= Extrait cité =
Journaliste et écrivain autrichien, né en Galicie dans une famille juive allemande, Joseph Roth fait partie des auteurs majeurs de langue allemande, et c'est donc avec plaisir que je l'inclus pour la première fois dans notre série Les feuilles allemandes. Ses premières sympathies vont d'abord aux idées sociales, mais après la chute de l'Autriche-Hongrie, on assiste à une sorte d'idéalisation de l'Empire déchu dans ses oeuvres. Dans « La marche de Radetzki », une branche de la famille Trotta est anoblie après que l'un de ses membres eut sauvé l'empereur François-Joseph de la mort à Solferino. Même si ce roman décrit le déclin de cette famille et surtout celui de l'Empire, il débute néanmoins par un fait d'armes valeureux, et son titre évoque la marche triomphante écrite par Johann Strauss père pour célébrer la victoire du maréchal éponyme contre les Piémontais en 1848 (pour le plaisir, je vous invite à écouter ce morceau joué lors du traditionnel Concert du Nouvel, sous la baguette de Georges Prêtre, en 2010).

Dans « La crypte des capucins » (dont le seul titre évoque le lieu où reposent les défunts de la famille Habsbourg), la tonalité est d'emblée tout autre. François-Ferdinand Trotta est un parent de la branche Trotta anoblie (son grand-père était le frère du « héros de Solferino »). Il est certes encore un jeune homme plein d'allant, quand il débute son récit en 1914, à la veille de la mobilisation, dans l'insouciance qui était la sienne à l'époque.

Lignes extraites

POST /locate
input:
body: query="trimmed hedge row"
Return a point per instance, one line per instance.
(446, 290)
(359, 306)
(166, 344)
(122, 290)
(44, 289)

= Consigne =
Recopiez l'extrait sur Joseph Roth en entier, sans rien y changer.

= Réponse =
Journaliste et écrivain autrichien, né en Galicie dans une famille juive allemande, Joseph Roth fait partie des auteurs majeurs de langue allemande, et c'est donc avec plaisir que je l'inclus pour la première fois dans notre série Les feuilles allemandes. Ses premières sympathies vont d'abord aux idées sociales, mais après la chute de l'Autriche-Hongrie, on assiste à une sorte d'idéalisation de l'Empire déchu dans ses oeuvres. Dans « La marche de Radetzki », une branche de la famille Trotta est anoblie après que l'un de ses membres eut sauvé l'empereur François-Joseph de la mort à Solferino. Même si ce roman décrit le déclin de cette famille et surtout celui de l'Empire, il débute néanmoins par un fait d'armes valeureux, et son titre évoque la marche triomphante écrite par Johann Strauss père pour célébrer la victoire du maréchal éponyme contre les Piémontais en 1848 (pour le plaisir, je vous invite à écouter ce morceau joué lors du traditionnel Concert du Nouvel, sous la baguette de Georges Prêtre, en 2010).

Dans « La crypte des capucins » (dont le seul titre évoque le lieu où reposent les défunts de la famille Habsbourg), la tonalité est d'emblée tout autre. François-Ferdinand Trotta est un parent de la branche Trotta anoblie (son grand-père était le frère du « héros de Solferino »). Il est certes encore un jeune homme plein d'allant, quand il débute son récit en 1914, à la veille de la mobilisation, dans l'insouciance qui était la sienne à l'époque.